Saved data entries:
--- --- ---

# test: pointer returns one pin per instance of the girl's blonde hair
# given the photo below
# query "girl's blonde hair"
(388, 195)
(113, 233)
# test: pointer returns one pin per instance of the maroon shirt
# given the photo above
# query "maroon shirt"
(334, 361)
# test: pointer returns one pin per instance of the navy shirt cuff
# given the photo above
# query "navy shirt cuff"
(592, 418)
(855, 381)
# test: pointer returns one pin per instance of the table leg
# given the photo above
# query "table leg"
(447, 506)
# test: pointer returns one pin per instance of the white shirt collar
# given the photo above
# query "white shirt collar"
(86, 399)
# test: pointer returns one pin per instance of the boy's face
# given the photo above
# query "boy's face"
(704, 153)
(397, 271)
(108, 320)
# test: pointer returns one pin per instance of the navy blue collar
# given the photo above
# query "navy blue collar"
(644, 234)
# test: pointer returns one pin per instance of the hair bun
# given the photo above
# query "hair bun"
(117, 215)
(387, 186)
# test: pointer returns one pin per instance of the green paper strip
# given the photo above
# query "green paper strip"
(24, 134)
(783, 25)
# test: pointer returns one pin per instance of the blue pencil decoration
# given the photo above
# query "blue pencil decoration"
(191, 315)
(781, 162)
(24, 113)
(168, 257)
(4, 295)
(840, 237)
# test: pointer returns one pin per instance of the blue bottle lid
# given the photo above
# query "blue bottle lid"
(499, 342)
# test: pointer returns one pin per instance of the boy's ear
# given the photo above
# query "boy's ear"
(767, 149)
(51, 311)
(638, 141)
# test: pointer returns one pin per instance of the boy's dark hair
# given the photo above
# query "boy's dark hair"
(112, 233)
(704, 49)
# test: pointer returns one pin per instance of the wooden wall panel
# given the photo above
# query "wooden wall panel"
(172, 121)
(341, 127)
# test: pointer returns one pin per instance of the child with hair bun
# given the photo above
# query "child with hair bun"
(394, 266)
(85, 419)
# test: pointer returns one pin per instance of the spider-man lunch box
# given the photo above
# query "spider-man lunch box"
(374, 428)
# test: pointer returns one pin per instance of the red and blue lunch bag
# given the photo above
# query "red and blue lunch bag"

--- --- ---

Please reproduce the entire listing above, line for line and unchanged.

Finished task ->
# test: pointer returns one pin per instance of the girl's blonde hair
# given the photo below
# query "girl's blonde hair"
(388, 195)
(113, 233)
# test: pointer returns one pin per instance of the maroon shirt
# given the photo above
# query "maroon shirt"
(334, 361)
# test: pointer returns one pin per instance of the navy shirt cuff
# given the photo above
# query "navy shirt cuff"
(592, 418)
(855, 381)
# test: pointer returns one pin per instance of the table leg
# given the photo above
# query "table leg"
(447, 506)
# test: pointer returns one pin per instance of the white shirt collar
# given the photo above
# query "white shirt collar"
(86, 399)
# test: pointer returns one pin per instance of the boy's face
# given the photo above
# query "boy's face"
(704, 153)
(397, 271)
(108, 320)
# test: pointer returns one pin per instance of the navy blue collar
# given the photo above
# query "navy blue collar"
(644, 234)
# test: pointer returns one pin per instance of the hair bun
# given the photo above
# query "hair bun"
(117, 215)
(387, 186)
# test: pointer returns one pin per instance of the green paper strip
# given the photo above
# query "green paper strip"
(24, 134)
(783, 25)
# test: pointer returns one pin per instance of the blue pencil decoration
# given the photo above
# query "blue pencil decoration"
(191, 315)
(781, 162)
(24, 113)
(168, 257)
(4, 295)
(840, 237)
# test: pointer returns one pin per instance of the blue bottle lid
# given the photo above
# query "blue bottle lid"
(499, 342)
# test: pointer returns one pin per instance of the boy's ear
# given the photo above
# query "boy's ear"
(767, 149)
(51, 311)
(638, 141)
# test: pointer returns one pin per instance of the boy's dark hair
# given the photo above
# query "boy's dark hair"
(112, 233)
(704, 49)
# test: pointer returns one pin per instance of the wooden wall panel
# given the photo above
# query "wooden wall panel"
(172, 121)
(341, 127)
# test: pointer returns one pin per instance of the child with hair bun
# given the photo above
# query "child with hair bun"
(394, 266)
(85, 419)
# test: pointer returns one pin per instance of the spider-man lunch box
# given the photo above
# query "spider-man lunch box"
(374, 428)
# test: pointer returns one pin per instance of the red and blue lunch bag
# given the photo above
# query "red and blue lunch bag"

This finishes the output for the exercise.